Laws are rules.  They are imposed by authority.  Rule-makers (by definition) make the rules.  But, whereas manmade rules can be violated (they often are, even by the folks who make them), laws of nature cannot be broken.  Attempts to do so (for example, by jumping off a tall cliff in defiance of the law of gravity) can result in serious injury or worse.

 
But, where does the law of gravity come from?  Did someone impose it?  Or, does it emanate from matter?  If so, why is the law of gravity able to be formulated into numbers that accurately predict the gravitational orbits (trajectories, and other behaviors) of any two objects?

 
The fact is, there is no law of gravity.

 
The laws of gravity do not accurately predict the behavior of three or more objects.  There is no formula for three dissimilar objects.  For four or more dissimilar objects not in a plane, the prediction becomes even more difficult.  (Computers can simulate the movements of millions of objects at a time, but they only approximate those movements.  After trillions of iterations, those errors become too pronounced to be useful as predictors.)

 

But, here is the catch.  Even for two bodies, there is no precise formula, because any object can be mathematically expressed as two objects, joined together.  This is why, in a vacuum, we can prove that a lighter object falls with the same acceleration as a heavier one.  The proof of that counter-intuitive truth is because, if a heavy object is said to fall faster than a light one, then attaching them together should make the light object slow the heavy one in its fall.  This introduces the paradox that, if a heavy object falls faster, an even heavier object falls more slowly.  (We are ignoring here factors of density.)

 
But, surely, you say, even if we cannot fine tune our formulas, there must be some underlying principle that we can call the law of gravity.  Of course.  But can we call it a law?

_The task_:
Answer these questions using the gravity text:
1. What does the text say can result from trying to break a law of nature, such as jumping off a tall cliff?
2. For how many dissimilar objects does the text say there is no formula?
3. According to the text, what happens to the errors in computer simulations after trillions of iterations?

_Dataset excerpts_:
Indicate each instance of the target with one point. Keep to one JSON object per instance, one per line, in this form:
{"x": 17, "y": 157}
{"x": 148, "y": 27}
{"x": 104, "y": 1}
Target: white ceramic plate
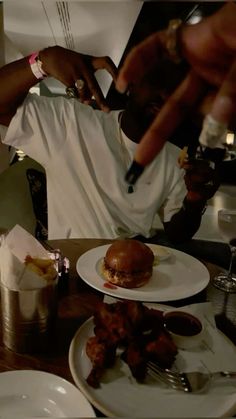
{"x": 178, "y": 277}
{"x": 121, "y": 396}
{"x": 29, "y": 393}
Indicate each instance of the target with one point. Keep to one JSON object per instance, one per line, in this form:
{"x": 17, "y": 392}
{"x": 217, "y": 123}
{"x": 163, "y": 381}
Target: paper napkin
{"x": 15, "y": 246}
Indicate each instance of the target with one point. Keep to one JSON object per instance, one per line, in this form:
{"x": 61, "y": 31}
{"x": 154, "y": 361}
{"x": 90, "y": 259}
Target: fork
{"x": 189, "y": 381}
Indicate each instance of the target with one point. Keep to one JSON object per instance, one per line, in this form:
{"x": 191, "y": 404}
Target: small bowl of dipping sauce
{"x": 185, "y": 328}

--

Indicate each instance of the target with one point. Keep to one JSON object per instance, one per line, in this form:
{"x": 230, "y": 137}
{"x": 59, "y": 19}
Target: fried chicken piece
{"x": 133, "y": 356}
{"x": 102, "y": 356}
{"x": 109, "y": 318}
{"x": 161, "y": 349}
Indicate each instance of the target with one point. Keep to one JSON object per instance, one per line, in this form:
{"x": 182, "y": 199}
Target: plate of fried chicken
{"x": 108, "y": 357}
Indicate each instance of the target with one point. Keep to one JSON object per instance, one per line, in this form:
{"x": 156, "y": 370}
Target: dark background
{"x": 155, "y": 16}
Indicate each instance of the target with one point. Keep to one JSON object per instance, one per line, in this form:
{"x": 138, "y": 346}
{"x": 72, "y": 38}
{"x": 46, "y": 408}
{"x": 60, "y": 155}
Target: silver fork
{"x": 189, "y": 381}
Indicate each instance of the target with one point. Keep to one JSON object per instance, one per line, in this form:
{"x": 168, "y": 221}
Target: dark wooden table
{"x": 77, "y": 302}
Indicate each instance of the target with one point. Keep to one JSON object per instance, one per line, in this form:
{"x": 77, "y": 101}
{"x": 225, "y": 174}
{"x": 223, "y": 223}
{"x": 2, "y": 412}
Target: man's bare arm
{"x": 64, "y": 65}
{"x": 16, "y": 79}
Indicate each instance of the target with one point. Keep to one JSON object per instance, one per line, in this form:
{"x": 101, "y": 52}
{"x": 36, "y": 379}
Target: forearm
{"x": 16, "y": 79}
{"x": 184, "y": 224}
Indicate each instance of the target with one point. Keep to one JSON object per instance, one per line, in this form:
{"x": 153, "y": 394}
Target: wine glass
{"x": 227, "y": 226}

_Output of the task_:
1. Serious injury or worse.
2. Three.
3. They become too pronounced to be useful as predictors.